- **What is needed**
Render every line of the records below as a JSON list of strings, one string per line, skipping blank lines and leaving out the pictures.

- **Extracted entries**
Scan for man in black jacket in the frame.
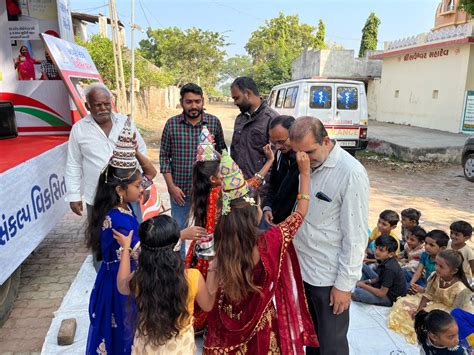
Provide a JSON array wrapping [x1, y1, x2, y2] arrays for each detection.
[[230, 77, 278, 198], [263, 115, 299, 225]]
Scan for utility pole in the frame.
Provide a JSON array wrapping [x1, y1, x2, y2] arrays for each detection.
[[109, 0, 128, 113], [130, 0, 135, 119]]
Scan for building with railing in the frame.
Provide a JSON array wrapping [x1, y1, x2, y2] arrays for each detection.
[[370, 0, 474, 133]]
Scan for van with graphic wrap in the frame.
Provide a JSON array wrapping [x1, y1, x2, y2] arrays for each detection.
[[268, 79, 368, 154], [0, 0, 75, 327]]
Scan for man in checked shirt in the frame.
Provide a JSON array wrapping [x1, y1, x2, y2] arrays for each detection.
[[160, 83, 226, 259]]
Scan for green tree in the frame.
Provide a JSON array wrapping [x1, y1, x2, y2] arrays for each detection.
[[459, 0, 474, 16], [359, 12, 380, 57], [221, 55, 252, 81], [315, 19, 327, 49], [139, 27, 227, 91], [245, 13, 324, 92], [76, 34, 173, 89]]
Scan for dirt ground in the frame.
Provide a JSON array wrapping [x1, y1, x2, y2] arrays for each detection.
[[0, 104, 474, 354]]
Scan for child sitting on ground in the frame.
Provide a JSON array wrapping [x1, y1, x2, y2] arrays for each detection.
[[364, 210, 400, 264], [400, 208, 421, 245], [352, 234, 407, 307], [400, 226, 426, 274], [415, 309, 468, 355], [388, 250, 472, 343], [406, 229, 449, 294], [448, 221, 474, 282]]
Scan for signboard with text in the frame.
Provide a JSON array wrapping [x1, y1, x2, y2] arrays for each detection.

- **Output for this task**
[
  "Scan for man in black jacket in the frame.",
  "Provide a JSON array wrapping [x1, y1, x2, y2] arrays for each detection.",
  "[[230, 77, 278, 198], [263, 115, 299, 225]]",
  "Scan for utility pole in the frame.",
  "Provide a JSON array wrapping [x1, y1, x2, y2] arrays for each detection.",
  "[[109, 0, 128, 113], [130, 0, 135, 119]]",
  "Scan for building with railing in the frame.",
  "Provide a JSON array wrapping [x1, y1, x2, y2] arrays for each detection.",
  "[[370, 0, 474, 133]]",
  "Scan for van with graphic wrap in the frame.",
  "Provide a JSON array wrapping [x1, y1, x2, y2] arrays for each detection.",
  "[[268, 79, 368, 154], [0, 0, 75, 327]]",
  "Scan for man in checked shirt in the frame.",
  "Provide a JSON array wrapping [x1, y1, x2, y2] arrays for each detection.",
  "[[160, 83, 226, 259]]",
  "Scan for green tree in the frame.",
  "Provide a JSON array wrapping [x1, y1, x2, y2] arrays for each detection.",
  "[[459, 0, 474, 16], [359, 12, 380, 57], [221, 55, 252, 81], [315, 19, 327, 49], [139, 27, 227, 91], [245, 13, 324, 92], [76, 34, 173, 89]]",
  "Scan for dirt ground in the frame.",
  "Provide a JSON array wrapping [x1, y1, x2, y2] arrays for each detection.",
  "[[0, 104, 474, 354]]",
  "Scan for child sitting on ground in the frame.",
  "Provide a JSON array wrapping [x1, y1, x2, y2] arrays for each detection.",
  "[[364, 210, 400, 264], [400, 208, 421, 245], [352, 234, 407, 307], [400, 226, 426, 274], [415, 309, 468, 355], [388, 250, 472, 343], [406, 229, 449, 294], [448, 221, 474, 282]]",
  "Scan for signboard with text in the frame.",
  "Provide a JSON array wrapping [x1, y1, x2, y2] arrays for each detection."
]